Excerpted text —
----------------

The error statistical approach of Mayo and others comprises a general philosophy of science as well as a particular viewpoint on the philosophy statistics. We briefly focus on the latter, through a discussion of the notion of a severe test (cf. Mayo and Spanos 2006). The claim is that we gain knowledge of experimental effects on the basis of, what Mayo and others call, severely testing hypotheses, a concept that can be characterized by reference to the significance and power of the statistical tests involved. In Mayo’s definition, a hypothesis passes a severe test on two conditions: the hypothesis must agree with the data, and with high probability, if the hypothesis were in fact false, then it would not agree with the data. Ignoring potential controversy over the precise interpretation of “agreeing with the data” and “low probability”, we can recognize the tests characteristics of Neyman and Pearson in these conditions: a test can be called severe if the error rates are low. More precisely, we might say that an alternative hypothesis passes a severe test if the power is high, which somewhat resembles the condition that the alternative hypothesis agrees with the data: the data fall into a region with high probability according to the alternative hypothesis. Furthermore, the test is severe if the significance level of the test is low, which resembles the condition that if the alternative hypothesis is false, and hence some null hypothesis true, the probability that this null hypothesis agrees with the data is low, in the sense that the data fall into a region with low probability according to the null hypothesis.

----------------

Provided material —
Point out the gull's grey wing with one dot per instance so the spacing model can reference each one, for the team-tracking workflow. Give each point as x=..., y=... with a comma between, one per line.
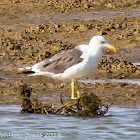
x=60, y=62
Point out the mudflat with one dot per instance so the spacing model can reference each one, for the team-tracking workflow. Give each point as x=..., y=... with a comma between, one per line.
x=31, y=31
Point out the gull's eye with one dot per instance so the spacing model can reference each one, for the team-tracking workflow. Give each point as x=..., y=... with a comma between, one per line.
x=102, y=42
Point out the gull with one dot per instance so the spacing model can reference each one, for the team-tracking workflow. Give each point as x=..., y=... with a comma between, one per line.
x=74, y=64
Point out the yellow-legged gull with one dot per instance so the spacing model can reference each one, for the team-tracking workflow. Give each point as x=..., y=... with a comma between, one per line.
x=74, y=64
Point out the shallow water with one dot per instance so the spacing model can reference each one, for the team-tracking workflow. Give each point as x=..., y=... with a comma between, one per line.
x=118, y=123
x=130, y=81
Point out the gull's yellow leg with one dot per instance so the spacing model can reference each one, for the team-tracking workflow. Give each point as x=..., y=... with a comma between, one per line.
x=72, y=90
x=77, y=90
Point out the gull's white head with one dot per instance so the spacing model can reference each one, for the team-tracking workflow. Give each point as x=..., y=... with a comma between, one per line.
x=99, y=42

----------------

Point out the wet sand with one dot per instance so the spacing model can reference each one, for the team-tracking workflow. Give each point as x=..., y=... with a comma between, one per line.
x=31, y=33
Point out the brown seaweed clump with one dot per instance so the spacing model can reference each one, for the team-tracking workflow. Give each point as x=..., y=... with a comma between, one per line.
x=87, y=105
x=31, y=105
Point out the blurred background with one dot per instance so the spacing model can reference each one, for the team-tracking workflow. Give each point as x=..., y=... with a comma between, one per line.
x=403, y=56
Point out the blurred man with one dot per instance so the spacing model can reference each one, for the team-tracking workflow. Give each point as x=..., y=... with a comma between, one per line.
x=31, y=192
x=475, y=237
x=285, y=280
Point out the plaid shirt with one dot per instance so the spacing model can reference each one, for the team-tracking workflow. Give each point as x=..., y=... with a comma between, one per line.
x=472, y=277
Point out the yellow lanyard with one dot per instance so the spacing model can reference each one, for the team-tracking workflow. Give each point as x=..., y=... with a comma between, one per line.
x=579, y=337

----------------

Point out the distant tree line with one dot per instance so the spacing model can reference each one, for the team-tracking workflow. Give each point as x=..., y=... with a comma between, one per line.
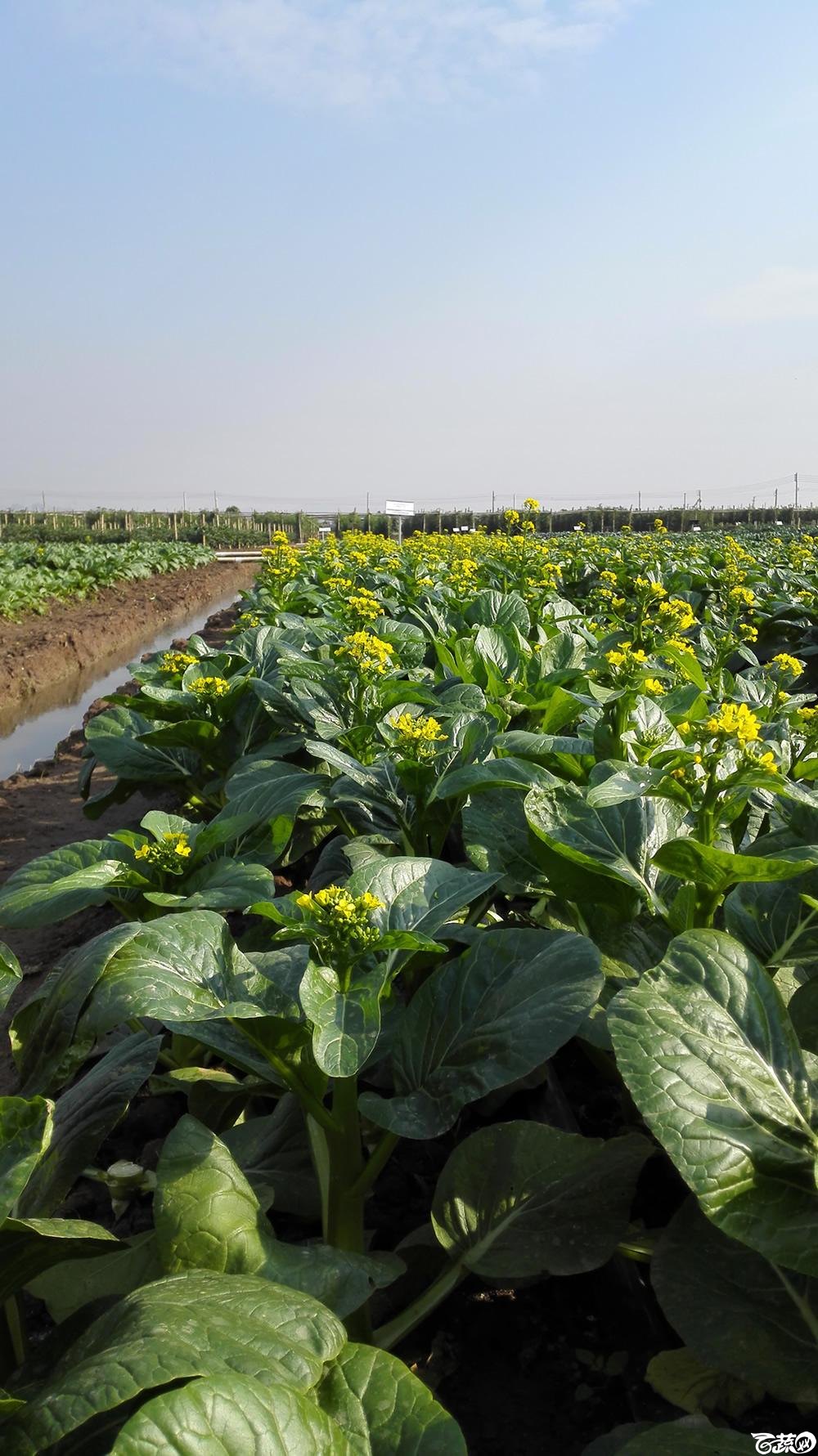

----------------

Set exercise 1 —
In the passage on severe testing, what two conditions does Mayo's definition set for a hypothesis to pass a severe test?
Set exercise 2 —
Write the next part of the passage on severe testing, picking up after its final sentence.
The records have no connection to the passage on severe testing.

Exercise answer 1 —
The hypothesis must agree with the data, and if it were in fact false, it would with high probability not agree with the data.

Exercise answer 2 —
There are, however, some differences between the criteria of Neyman and Pearson and the criterion of test severity that merit close attention. Importantly, Neyman and Pearson are concerned with test characteristics that derive from the probability assignments over sample space, as determined by the null and alternative hypotheses, and not with specific samples and specific instances of testing. The severity condition, by contrast, pertains to the particular sample obtained for a test: one condition for calling a test severe is that the alternative hypothesis must agree with the sample actually obtained. This condition does not exactly match the criterion of Neyman and Pearson testing that the power is high, as this pertains to the probability of the entire region of rejection according to the alternative hypothesis. A similar remark applies to the second condition of severity, which is that if the alternative hypothesis is false, then with high probability the data would probably not agree with it. As suggested this condition relates to the significance level of the test but it is not captured adequately by requiring that the probability of the whole region of rejection is low according to the null hypothesis, because we want the null hypothesis to give low probability to the data actually obtained. For this reason we can say that the second condition of severity is loosely expressed in the p-value, i.e., the maximal significance level at which a test can reject the null hypothesis for a given sample.

The error statistical approach shows similarities to the likelihoodist approach, in that it focuses on the evidence presented by a sample. It thereby differs from earlier views on classical statistics that motivate the procedures by reference to the frequency of success in a series of repeated applications. However, error statistics also differs from the likelihoodist approach, especially in what may be called its falsificationist orientation. The evidence presented by a statistical test or an estimation is not merely comparative, and there is no presumption that one of the hypotheses under consideration is true, or adequate, as is sometimes claimed about Bayesian statisics (e.g., Dawid 1982). Instead the error statistical approach leaves open that the data agrees with none of the hypotheses, reflecting that the assumptions of the procedures may be falsified and are open to revision. This fundamental openness to revision has inspired scholars across the board (e.g., Gelman and Shalizi 2013).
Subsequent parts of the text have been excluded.